Swap every "bare tree" in the listing below for "leafless tree" and write the listing out again with nothing else changed. Leave out the pictures.

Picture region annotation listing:
==*==
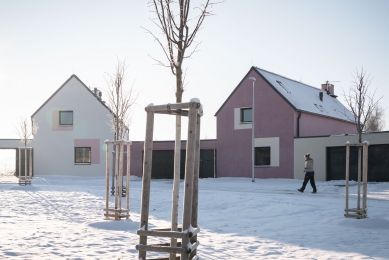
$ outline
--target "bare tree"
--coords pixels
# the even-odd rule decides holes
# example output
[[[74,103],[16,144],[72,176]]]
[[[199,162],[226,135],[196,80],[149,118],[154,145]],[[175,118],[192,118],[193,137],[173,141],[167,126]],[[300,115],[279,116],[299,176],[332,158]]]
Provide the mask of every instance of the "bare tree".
==*==
• **Solution to this problem**
$ outline
--target "leafless tree"
--coords pixels
# the even-odd rule decides holes
# example output
[[[74,103],[16,144],[72,176]]]
[[[199,162],[226,135],[196,80],[149,118],[154,145]],[[175,118],[192,118],[193,137],[173,141],[167,126]],[[300,115],[279,116],[299,176],[332,158]]]
Provide the mask of every instance of the "leafless tree".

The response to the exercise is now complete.